— AIM —
Could you write out the records below exactly as they appear?

— MATERIAL FOR THIS TASK —

╔══

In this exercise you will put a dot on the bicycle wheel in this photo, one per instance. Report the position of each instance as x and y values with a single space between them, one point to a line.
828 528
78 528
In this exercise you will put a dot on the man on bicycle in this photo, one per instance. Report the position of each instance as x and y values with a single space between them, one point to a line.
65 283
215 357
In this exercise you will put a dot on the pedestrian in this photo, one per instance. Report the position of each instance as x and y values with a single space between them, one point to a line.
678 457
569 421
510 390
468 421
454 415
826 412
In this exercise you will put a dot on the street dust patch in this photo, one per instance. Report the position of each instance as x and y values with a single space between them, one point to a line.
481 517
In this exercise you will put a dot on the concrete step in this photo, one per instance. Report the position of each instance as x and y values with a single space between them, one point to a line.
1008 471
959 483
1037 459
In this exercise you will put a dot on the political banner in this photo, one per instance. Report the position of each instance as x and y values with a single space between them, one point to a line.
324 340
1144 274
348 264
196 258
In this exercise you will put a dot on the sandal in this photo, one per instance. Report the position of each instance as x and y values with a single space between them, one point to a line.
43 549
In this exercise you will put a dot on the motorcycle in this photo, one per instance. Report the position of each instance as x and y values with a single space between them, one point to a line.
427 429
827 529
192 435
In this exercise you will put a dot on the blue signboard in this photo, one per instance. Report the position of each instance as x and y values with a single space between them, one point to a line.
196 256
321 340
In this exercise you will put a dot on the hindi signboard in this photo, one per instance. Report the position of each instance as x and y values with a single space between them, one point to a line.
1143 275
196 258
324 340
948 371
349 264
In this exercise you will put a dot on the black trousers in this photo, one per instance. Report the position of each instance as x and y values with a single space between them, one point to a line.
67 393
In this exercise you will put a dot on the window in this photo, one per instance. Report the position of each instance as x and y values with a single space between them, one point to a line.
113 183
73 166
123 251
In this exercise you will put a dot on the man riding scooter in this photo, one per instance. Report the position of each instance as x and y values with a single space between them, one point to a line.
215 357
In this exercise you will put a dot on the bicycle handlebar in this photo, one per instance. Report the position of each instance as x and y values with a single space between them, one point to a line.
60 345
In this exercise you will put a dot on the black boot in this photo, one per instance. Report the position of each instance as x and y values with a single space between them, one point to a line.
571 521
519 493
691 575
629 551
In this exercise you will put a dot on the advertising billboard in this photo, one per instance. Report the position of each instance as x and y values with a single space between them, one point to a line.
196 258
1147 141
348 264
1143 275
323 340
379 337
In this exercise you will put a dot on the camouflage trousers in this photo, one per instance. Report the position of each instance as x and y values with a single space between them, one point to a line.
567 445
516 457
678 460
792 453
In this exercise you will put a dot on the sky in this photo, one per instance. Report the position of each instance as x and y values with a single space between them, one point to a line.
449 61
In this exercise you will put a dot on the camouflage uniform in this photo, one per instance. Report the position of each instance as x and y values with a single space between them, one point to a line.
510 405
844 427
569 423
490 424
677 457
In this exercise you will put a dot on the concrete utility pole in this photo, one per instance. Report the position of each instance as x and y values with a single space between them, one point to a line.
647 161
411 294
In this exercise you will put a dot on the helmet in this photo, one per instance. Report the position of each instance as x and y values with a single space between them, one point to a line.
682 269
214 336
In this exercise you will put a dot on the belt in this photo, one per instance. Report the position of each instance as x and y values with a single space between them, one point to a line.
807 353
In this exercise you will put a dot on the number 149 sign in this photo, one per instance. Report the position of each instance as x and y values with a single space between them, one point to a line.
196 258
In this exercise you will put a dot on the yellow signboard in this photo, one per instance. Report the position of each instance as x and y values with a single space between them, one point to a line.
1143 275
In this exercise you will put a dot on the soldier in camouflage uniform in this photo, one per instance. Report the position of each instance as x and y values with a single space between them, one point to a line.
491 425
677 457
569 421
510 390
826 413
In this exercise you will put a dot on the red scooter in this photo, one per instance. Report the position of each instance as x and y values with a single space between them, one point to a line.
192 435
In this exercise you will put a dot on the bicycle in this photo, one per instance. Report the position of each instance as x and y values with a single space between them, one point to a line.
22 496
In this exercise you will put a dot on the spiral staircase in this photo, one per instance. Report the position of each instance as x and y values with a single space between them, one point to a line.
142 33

╚══

— TASK RESULT —
In this exercise you will put a dot on the bicycle wheel in this photo, one per instance. Report the position of each instance as x and y values with a single space between them, one point to a line.
828 528
78 528
In this exercise you will put a dot on the man on bicycle in this photo, one per instance. Report the position of each instance as x and y values with a single space between them, one point to a line.
65 283
215 357
In this exercise you will put a dot on the pedestrian in this photo, one per instance. Report the position of each instance as x and y values with a single space between them, one point to a line.
678 457
569 421
510 390
468 421
454 415
826 412
In this exercise you will put a dot on the street dust patch in this photo, one per instance. Report the position of each instance as x and y values with a single space between them, one point to a line.
481 517
In this exercise you will put a dot on the concrete step in this photo, one per instance. Report the position of each instance as x and y values with a single space between them, one point to a line.
1008 471
959 483
1037 459
In this exercise you will put a dot on the political banner in this photo, one per instance. Report the position of each instance as x and y values with a single space between them, one point to a line.
324 340
1144 274
348 264
196 258
In this exercise you will put a dot on the sandal in this photo, one per instance. Report the position of each instance as x and y values with a single space between them, one point to a line.
43 549
In this exercise you will put a dot on the motorcycle in this photo, one per instance. Report the position of each instance as x and y values with a single space between them, one point to a line.
427 429
827 529
192 435
In this exercise you will put a dot on the blue signboard in this photo, one per instance. Report the position of each instance as x and y values with a single space between them, one point to a line.
196 256
321 340
In this exercise you will put a dot on the hindi signboard in this photo, one per instance. Report the position of each instance as x and y values with a single space between them, one point to a line.
1143 275
196 258
324 340
948 371
349 264
In this exercise you will put a dot on the black trousers in this photo, one per instance. Report the position of each instance as x and y values with a single space between them, one point to a line.
67 393
In this exercise you will put a dot on the window in this photo, one per instance. Report the position of each instance as x and y values with a single space between them, one point to a line.
113 183
73 166
123 251
In this exercise you will put a dot on the man riding scooter in this photo, one per instance. Report the position of each instance as x and y values with a single space between them, one point to a line.
215 357
In this exercise you will put a dot on the bicycle handlebar in this photo, one per instance. Report the position of each instance as x and y values with a single space between them, one point to a line.
60 345
In this exercise you will put a dot on the black boot in this photo, one per instance. Report the position of each instance as x and y values with a single space between them, one point to a line.
571 521
519 493
691 575
629 551
In this exercise you will put a dot on the advertising billboard in this photo, one per instance. Report the position of each instance as x and y values with a single space between them, one point to a line.
196 258
1147 141
348 264
1143 275
323 340
379 337
In this exercise you will put a dot on the camouflage trousers in this photo, one per instance. Report the position of each instance as x and y values with a single space between them, one point to a line.
567 445
516 457
678 460
792 453
In this exercise you will put a dot on the sky in this photo, one per instance. Report the position of each instance as x and y values with a single space between them, one point to a line.
449 61
In this exercise you will put a dot on the camouflage uniform in this photo, one per instance. Report the position of each instance as x and y values with a single space between them, one point to a line.
510 405
844 427
569 423
490 424
677 457
In this exercise you will put a dot on the concrete utility pole in this photo, one per instance. Report the position of each instance as x and y values with a single space between them, one point to a line.
647 161
411 294
In this exercise you will put a dot on the helmet in this photo, one per instance. Report the position of each instance as x and y values with a single space between them, one point to a line.
682 269
214 336
In this exercise you will put a dot on the belt in this photo, one per instance. Report the position of each instance as x and y values with a single space between them, one point to a line.
807 353
In this exercise you will put a dot on the number 149 sign in this photo, one per instance. Report the position of each instance as x and y values with a single space between them, one point to a line.
196 258
In this exercise you will put a dot on the yellow signboard in this photo, one per instance. Report the position of each instance as x and y values with a single space between them, one point to a line.
1143 275
In this exercise you will put a dot on the soldier in camouflage uniform in this photo, one per instance. Report the position of each instance as x and y values with a single space between them, one point to a line.
491 425
677 457
569 421
510 390
826 413
In this exercise you will put a dot on the red scooter in this photo, one per instance. Report the position of each instance as x and y values with a single space between them, one point to a line.
192 435
In this exercise you will put a dot on the bicycle in this photo, one per instance. Report the position of each instance as x and y values with a single space between them, one point to a line.
22 496
In this exercise you will put a dot on the spiral staircase in this photo, one per instance. Report the position of each instance as x and y values with a single space between them, one point to a line.
142 33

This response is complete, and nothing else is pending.